To be done: Put every line of the records below into a numbered list, skipping blank lines and leaving out the pictures.
══ Records for processing ══
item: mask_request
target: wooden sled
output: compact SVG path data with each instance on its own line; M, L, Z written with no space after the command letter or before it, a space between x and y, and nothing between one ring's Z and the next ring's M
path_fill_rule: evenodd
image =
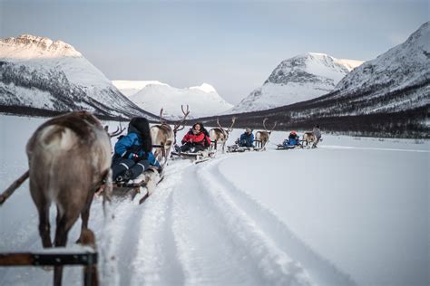
M112 195L115 196L130 196L132 201L143 202L154 192L155 187L163 179L164 176L159 174L155 168L149 168L141 175L142 180L138 184L127 182L113 183Z
M192 152L172 151L171 155L182 159L191 159L191 161L194 162L194 164L199 164L199 163L205 162L212 158L213 156L215 155L215 152L214 151L209 151L209 152L200 151L200 152L192 153Z
M264 150L263 148L260 147L240 147L238 145L232 145L232 146L228 146L227 147L227 152L228 153L242 153L242 152L252 152L252 151L262 151Z

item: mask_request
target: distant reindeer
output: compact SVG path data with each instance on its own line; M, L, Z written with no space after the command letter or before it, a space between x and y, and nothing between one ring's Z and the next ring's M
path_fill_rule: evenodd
═══
Solved problem:
1. item: mask_request
2. target: wooden sled
3. output: compact SVG path data with each instance on its own line; M, L, Z written with no space after the command letter or before it, a space between x and y, and nothing between one ring's Z and the next ring's M
4. path_fill_rule: evenodd
5. image =
6. M112 195L115 196L130 196L132 201L143 202L154 192L155 187L163 179L164 176L159 174L155 168L149 168L141 175L142 180L138 184L127 182L113 183Z
7. M192 152L172 151L171 155L182 159L191 159L191 161L194 162L194 164L199 164L199 163L205 162L212 158L213 156L215 155L215 152L214 151L209 151L209 152L200 151L200 152L192 153Z
8. M264 150L263 148L260 147L240 147L238 145L232 145L232 146L228 146L227 147L227 152L228 153L242 153L242 152L252 152L252 151L262 151Z
9. item: mask_request
10. target: distant reindeer
11. output: compact SVG path data with each instance on its own line; M, L, Z written with no space after the command letter or before it, a space between x and y, and nothing between one ring's Z and the next ring's M
12. path_fill_rule: evenodd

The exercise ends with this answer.